Given records =

----

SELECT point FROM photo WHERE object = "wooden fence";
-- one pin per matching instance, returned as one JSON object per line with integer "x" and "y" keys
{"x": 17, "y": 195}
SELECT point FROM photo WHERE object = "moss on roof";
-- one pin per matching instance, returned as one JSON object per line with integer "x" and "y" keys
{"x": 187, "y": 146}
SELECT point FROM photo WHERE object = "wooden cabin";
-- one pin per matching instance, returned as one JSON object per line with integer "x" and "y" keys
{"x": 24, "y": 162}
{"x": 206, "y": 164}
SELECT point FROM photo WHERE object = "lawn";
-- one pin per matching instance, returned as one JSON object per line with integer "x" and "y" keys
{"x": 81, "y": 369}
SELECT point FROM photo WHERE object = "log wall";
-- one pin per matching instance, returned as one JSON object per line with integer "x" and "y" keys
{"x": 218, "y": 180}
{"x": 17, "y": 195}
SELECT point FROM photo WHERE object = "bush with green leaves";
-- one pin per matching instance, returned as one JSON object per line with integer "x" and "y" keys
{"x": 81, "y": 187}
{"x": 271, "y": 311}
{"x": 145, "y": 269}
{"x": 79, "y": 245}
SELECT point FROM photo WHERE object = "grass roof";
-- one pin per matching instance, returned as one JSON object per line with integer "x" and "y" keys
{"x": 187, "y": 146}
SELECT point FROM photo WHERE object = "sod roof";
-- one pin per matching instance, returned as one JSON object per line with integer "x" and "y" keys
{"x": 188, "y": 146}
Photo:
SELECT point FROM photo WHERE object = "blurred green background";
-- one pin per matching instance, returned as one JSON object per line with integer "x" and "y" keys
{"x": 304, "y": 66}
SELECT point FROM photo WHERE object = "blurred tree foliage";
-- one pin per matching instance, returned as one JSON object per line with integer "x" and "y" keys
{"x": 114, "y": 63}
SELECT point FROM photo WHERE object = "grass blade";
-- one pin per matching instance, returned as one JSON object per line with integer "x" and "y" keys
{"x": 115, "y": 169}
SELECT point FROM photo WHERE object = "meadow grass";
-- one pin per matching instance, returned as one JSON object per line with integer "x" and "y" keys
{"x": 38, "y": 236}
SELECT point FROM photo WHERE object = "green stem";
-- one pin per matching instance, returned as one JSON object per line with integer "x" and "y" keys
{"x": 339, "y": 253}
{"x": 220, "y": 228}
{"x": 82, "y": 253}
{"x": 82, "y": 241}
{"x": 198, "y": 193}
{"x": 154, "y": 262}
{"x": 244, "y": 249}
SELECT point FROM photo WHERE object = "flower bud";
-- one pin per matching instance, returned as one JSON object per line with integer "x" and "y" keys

----

Assignment =
Restate the data above word for word.

Task result =
SELECT point FROM photo WHERE object = "wooden fence";
-- one pin per matching instance, returned as one JSON object per line with integer "x" and "y" keys
{"x": 17, "y": 195}
SELECT point FROM photo WHERE object = "moss on roof";
-- one pin per matching instance, returned as one JSON object per line with integer "x" and "y" keys
{"x": 187, "y": 146}
SELECT point FROM photo WHERE object = "wooden cabin";
-- one pin per matching instance, returned as one JSON object per line with integer "x" and "y" keys
{"x": 24, "y": 162}
{"x": 206, "y": 164}
SELECT point FROM photo WHERE object = "lawn";
-- one pin per matching instance, returned as one JSON object per line with integer "x" and "y" keys
{"x": 81, "y": 369}
SELECT point FROM photo WHERE object = "log wall";
-- one pin per matching instance, returned as one JSON object per line with integer "x" and "y" keys
{"x": 218, "y": 180}
{"x": 17, "y": 195}
SELECT point FROM photo WHERE object = "bush with green leaves";
-- one pin per matching instance, returned as one JSON object per line with integer "x" and "y" keys
{"x": 81, "y": 187}
{"x": 271, "y": 311}
{"x": 145, "y": 269}
{"x": 79, "y": 245}
SELECT point FROM photo WHERE object = "grass roof";
-- one pin per matching instance, returned as one JSON object per line with integer "x" and "y" keys
{"x": 187, "y": 146}
SELECT point FROM photo WHERE object = "sod roof";
-- one pin per matching instance, returned as one JSON object per line with integer "x" and "y" keys
{"x": 188, "y": 146}
Photo:
SELECT point FROM photo WHERE object = "blurred green background";
-- one pin per matching instance, returned as one JSON object per line with integer "x" and "y" keys
{"x": 304, "y": 66}
SELECT point FROM photo WHERE object = "blurred tree foliage";
-- one pin per matching instance, returned as one JSON object per line with integer "x" and "y" keys
{"x": 114, "y": 63}
SELECT point FROM photo WHERE object = "grass blade";
-- one pin per matching instance, returned as one JSON object per line with integer "x" and "y" keys
{"x": 115, "y": 169}
SELECT point FROM photo WHERE object = "meadow grass";
-- one pin per matching instance, returned as one JSON object per line with integer "x" and "y" keys
{"x": 38, "y": 236}
SELECT point FROM photo WHERE object = "green stem";
-- one pin per matching instance, returned as one JSON object per line with integer "x" and "y" keys
{"x": 339, "y": 253}
{"x": 220, "y": 228}
{"x": 82, "y": 253}
{"x": 82, "y": 241}
{"x": 198, "y": 193}
{"x": 154, "y": 262}
{"x": 244, "y": 249}
SELECT point FROM photo WHERE object = "flower bud";
-- one pin per matching instance, returned as one JSON object per line with integer "x" and "y" keys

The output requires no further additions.